- DIRECTION: Reproduce verbatim the stretch of the records below from the line containing "the train roof" through the line containing "pixel 74 96", including both of those lines.

═════ EXCERPTED DATA

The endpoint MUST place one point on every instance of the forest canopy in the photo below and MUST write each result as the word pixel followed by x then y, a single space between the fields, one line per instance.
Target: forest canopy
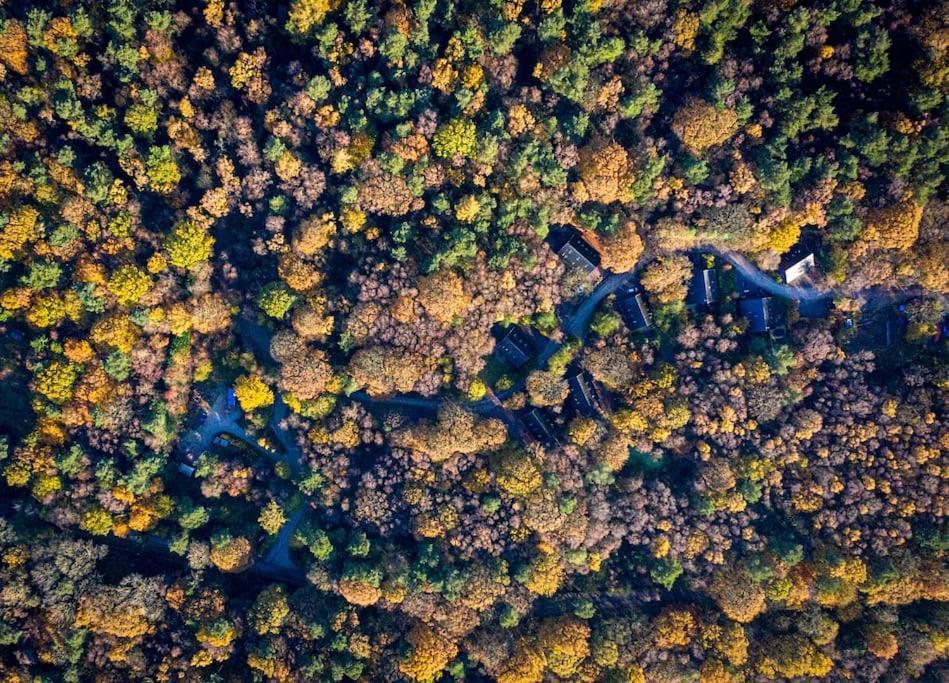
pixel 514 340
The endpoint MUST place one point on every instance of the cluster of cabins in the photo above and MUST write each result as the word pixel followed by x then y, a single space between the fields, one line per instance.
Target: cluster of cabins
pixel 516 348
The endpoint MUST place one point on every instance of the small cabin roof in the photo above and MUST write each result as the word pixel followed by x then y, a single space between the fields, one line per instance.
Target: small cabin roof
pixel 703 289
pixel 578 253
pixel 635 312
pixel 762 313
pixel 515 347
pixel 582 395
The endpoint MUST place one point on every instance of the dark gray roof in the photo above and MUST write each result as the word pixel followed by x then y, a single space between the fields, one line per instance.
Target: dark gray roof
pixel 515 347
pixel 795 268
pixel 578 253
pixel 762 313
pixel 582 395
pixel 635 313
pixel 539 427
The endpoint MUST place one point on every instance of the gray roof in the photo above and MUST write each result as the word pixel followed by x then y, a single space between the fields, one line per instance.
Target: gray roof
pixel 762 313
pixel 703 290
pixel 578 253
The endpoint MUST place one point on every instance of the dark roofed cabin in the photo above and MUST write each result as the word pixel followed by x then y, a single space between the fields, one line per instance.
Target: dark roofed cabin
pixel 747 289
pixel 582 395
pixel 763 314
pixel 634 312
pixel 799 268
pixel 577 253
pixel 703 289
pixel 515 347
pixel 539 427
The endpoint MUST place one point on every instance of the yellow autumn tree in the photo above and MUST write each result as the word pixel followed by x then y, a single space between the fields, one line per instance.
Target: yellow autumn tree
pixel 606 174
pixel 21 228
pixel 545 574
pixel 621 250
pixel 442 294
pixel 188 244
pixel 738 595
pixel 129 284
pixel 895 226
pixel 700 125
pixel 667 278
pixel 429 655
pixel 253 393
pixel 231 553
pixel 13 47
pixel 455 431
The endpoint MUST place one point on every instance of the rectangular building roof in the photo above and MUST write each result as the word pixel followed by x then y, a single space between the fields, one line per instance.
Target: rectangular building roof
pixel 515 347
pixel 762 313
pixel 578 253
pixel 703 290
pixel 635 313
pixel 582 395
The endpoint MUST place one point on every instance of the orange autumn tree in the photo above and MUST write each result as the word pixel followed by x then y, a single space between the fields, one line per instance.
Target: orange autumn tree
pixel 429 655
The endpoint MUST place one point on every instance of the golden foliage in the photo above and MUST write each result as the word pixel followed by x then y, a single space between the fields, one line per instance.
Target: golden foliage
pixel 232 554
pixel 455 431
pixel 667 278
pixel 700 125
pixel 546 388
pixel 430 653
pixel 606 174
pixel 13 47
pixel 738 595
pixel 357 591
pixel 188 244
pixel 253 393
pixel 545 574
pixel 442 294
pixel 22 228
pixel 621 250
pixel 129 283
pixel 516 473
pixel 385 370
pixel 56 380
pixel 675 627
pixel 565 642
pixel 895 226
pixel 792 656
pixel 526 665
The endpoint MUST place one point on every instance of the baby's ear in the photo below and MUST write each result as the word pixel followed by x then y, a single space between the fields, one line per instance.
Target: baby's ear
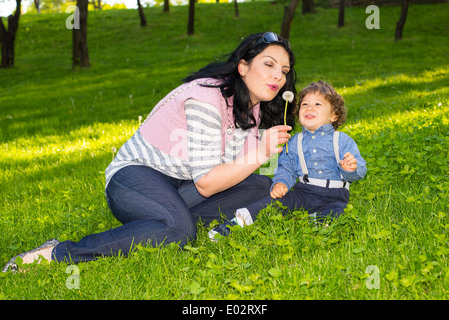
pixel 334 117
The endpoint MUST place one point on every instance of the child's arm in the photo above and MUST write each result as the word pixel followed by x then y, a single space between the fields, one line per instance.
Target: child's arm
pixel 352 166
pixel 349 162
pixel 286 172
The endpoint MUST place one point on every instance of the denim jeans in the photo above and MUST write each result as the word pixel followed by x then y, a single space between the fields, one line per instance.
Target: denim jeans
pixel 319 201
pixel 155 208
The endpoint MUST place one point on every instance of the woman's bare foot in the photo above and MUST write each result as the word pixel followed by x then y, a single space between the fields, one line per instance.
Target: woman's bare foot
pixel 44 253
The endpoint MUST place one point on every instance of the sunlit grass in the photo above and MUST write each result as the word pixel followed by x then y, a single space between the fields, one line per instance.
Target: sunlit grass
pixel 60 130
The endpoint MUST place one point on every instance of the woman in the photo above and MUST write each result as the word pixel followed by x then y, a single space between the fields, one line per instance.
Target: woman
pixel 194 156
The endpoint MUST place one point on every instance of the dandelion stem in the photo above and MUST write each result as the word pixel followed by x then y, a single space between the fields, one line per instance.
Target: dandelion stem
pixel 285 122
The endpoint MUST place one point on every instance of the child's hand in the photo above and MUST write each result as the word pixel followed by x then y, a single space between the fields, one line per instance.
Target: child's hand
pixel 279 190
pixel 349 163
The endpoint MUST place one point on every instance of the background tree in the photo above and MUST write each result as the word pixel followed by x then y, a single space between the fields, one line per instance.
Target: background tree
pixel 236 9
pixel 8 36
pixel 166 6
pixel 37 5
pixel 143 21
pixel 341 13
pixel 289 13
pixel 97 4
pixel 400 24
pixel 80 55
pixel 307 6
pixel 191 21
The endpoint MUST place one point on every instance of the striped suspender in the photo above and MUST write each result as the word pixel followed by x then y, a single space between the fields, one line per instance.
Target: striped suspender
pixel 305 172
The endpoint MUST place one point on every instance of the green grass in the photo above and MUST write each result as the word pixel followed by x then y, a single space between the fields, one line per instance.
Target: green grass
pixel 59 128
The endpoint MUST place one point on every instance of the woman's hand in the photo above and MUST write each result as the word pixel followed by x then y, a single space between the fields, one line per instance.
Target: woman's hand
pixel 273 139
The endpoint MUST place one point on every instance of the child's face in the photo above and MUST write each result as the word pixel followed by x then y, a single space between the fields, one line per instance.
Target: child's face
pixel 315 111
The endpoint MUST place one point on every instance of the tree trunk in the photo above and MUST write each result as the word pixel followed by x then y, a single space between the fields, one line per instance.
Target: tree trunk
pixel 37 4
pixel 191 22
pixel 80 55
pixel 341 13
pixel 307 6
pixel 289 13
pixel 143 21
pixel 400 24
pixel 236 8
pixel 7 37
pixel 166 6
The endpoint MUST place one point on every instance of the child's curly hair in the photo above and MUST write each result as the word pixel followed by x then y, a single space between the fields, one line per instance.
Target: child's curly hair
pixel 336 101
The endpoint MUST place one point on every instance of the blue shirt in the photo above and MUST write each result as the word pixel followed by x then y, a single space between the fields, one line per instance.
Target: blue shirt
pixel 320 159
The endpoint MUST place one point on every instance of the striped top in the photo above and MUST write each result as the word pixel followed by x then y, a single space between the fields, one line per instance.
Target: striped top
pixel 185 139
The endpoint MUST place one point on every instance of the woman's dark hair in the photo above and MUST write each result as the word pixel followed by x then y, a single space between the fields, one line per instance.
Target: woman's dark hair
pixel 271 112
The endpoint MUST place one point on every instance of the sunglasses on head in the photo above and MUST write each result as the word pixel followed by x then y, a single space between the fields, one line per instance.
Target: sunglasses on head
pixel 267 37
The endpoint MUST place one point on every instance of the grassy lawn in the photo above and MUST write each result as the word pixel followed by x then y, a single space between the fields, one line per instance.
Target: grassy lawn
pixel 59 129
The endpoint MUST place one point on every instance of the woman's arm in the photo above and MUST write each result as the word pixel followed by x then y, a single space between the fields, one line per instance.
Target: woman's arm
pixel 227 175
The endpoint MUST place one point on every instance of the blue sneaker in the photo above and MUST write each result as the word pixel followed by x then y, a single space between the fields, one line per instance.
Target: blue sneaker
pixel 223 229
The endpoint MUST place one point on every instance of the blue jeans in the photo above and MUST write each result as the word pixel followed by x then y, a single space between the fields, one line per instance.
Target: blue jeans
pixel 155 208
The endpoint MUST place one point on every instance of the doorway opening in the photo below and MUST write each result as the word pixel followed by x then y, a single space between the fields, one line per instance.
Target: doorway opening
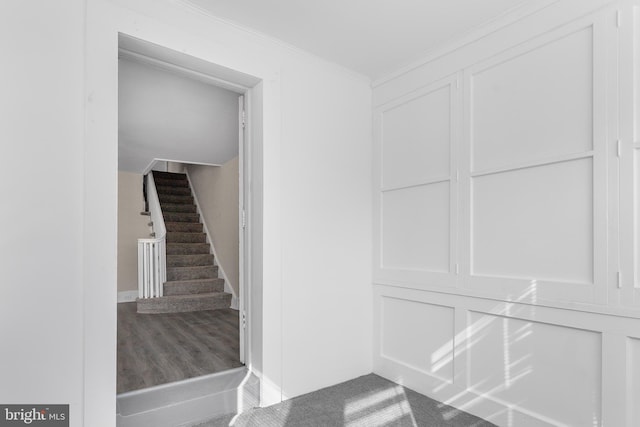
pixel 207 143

══════════
═════ EXCERPTED DATA

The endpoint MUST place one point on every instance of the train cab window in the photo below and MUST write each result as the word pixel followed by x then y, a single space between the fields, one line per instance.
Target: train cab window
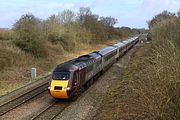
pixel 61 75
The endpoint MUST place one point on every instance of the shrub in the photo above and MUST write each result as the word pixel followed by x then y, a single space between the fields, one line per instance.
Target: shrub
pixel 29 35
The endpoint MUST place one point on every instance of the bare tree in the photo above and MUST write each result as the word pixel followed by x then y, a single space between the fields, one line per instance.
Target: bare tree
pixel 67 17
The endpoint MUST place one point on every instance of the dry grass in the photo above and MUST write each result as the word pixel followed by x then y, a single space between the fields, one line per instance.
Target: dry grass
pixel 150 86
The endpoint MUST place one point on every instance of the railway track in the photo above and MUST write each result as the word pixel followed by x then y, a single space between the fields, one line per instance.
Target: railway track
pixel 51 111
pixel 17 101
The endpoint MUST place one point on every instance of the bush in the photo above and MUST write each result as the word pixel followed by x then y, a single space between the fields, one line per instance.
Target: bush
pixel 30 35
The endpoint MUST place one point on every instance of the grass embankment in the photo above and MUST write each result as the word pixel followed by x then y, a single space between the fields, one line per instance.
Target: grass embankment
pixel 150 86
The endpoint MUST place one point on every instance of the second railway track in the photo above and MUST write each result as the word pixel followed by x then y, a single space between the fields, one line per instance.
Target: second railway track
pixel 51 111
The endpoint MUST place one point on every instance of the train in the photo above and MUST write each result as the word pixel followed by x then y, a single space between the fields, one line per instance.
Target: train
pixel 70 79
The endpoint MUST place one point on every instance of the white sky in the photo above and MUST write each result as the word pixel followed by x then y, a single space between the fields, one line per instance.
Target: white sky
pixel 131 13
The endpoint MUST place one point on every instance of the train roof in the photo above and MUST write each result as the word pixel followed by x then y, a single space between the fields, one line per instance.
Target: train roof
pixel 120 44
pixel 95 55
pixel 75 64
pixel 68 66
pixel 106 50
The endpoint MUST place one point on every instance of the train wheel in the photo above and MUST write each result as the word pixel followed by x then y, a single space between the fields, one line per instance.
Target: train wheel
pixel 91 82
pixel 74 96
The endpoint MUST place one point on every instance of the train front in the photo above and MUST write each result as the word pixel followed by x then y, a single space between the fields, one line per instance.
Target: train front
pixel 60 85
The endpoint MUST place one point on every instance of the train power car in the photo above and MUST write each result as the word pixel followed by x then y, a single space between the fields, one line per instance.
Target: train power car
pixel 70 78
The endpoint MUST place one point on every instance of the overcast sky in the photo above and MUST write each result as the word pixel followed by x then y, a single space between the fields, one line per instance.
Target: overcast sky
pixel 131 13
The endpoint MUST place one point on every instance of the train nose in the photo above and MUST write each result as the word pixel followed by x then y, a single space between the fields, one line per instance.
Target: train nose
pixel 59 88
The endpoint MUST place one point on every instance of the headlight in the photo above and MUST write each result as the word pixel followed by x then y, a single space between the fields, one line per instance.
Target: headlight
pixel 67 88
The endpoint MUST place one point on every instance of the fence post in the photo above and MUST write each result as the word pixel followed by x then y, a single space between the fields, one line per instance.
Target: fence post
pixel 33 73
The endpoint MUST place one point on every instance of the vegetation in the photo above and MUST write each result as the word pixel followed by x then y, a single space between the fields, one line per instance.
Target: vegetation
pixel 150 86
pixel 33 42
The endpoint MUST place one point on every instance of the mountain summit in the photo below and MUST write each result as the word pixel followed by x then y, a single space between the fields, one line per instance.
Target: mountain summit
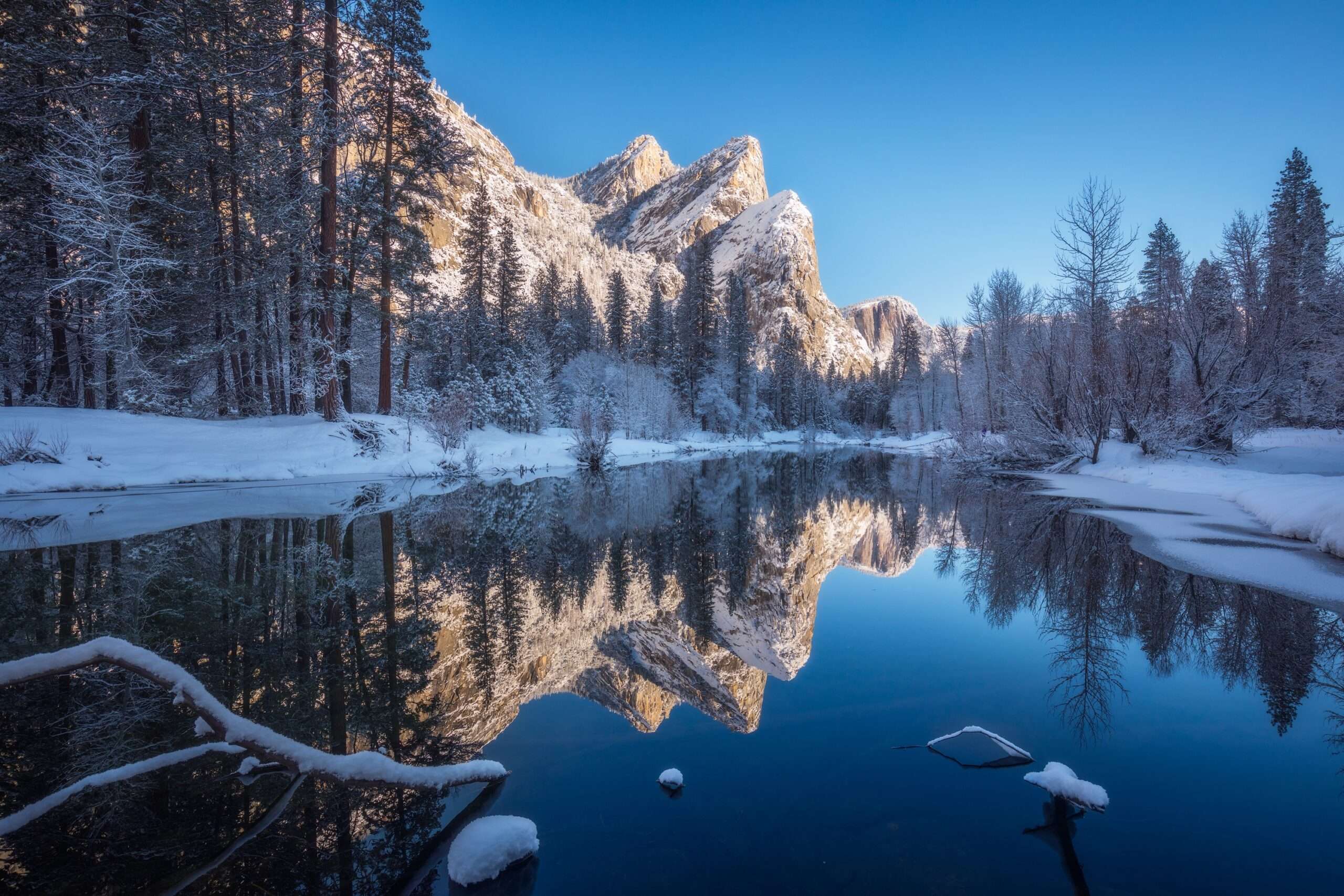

══════════

- SOLUTION TO THE PROBLEM:
The endpoint MUST place one point on every instance of the train roof in the photo above and MUST write each result as the word pixel followed by x then y, a single space between the fields, one line per instance.
Target: train roof
pixel 120 44
pixel 95 55
pixel 75 64
pixel 68 66
pixel 106 50
The endpoint MUST place one point on every instance of the train wheel in the photo above and MUST write each result as the word pixel followed by x then y, a single space between the fields, one line per instance.
Target: train wheel
pixel 91 82
pixel 74 96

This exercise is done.